GIVEN PASSAGE
Stott Pilates (Merrithew) says:

Wipe vinyl surfaces with a mixture of water and tea tree oil, a natural disinfectant. Add 1tsp of tea tree oil to a 1L or 1qt spray bottle of water. A mixture of mild soap and water may be used to remove more persistent dirt. Ensure cleaner does not leave an oily residue, or make surfaces slippery.

Peak says:

A daily routine of wiping down your vinyl upholstery after use with a mild cleaning solution that does not contain silicone is recommended. A dilute solution of mild soap in water can be used to clean not only the upholstery, but the wood, aluminum rails, chromed and galvanized steel poles, and carriage riding wheels (basically anything other than the ropes and/or leather straps). Wipe with a cloth dampened with plain water and dry after cleaning.

Gratz says:

A solution of 1 part household liquid dish soap abd 10 parts (1:10) water should remove most soiling. The soap should not saturate the upholstery. Do no use Tea Tree, Peppermint, or etc. on the upholstery. This will dry out the upholstery and cause it to crack and split.

What’s the catch?

I have many clients who swear by a diluted solution of Tea Tree Oil and water.  They’ve used it for years with no issues, and are happy with the scent and cleaning ability.

[Dataset rows]
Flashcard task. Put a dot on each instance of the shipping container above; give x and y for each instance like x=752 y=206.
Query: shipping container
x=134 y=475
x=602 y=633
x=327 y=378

PROBLEM SET
a: Rewrite the paragraph of the upholstery cleaning text that begins "A daily routine of wiping down" as a short bulleted list that keeps its main facts.
b: Repeat the upholstery cleaning text word for word from "A solution of" to "What’s the catch?".
The listing is separate material and not part of the upholstery cleaning text.

RESULTS BY TASK
a:
- Wipe the vinyl upholstery daily after use with a mild cleaning solution that contains no silicone.
- A dilute solution of mild soap in water can clean the upholstery, wood, aluminum rails, chromed and galvanized steel poles, and carriage riding wheels, meaning everything except the ropes and/or leather straps.
- After cleaning, wipe with a cloth dampened with plain water, then dry.

b:
A solution of 1 part household liquid dish soap abd 10 parts (1:10) water should remove most soiling. The soap should not saturate the upholstery. Do no use Tea Tree, Peppermint, or etc. on the upholstery. This will dry out the upholstery and cause it to crack and split.

What’s the catch?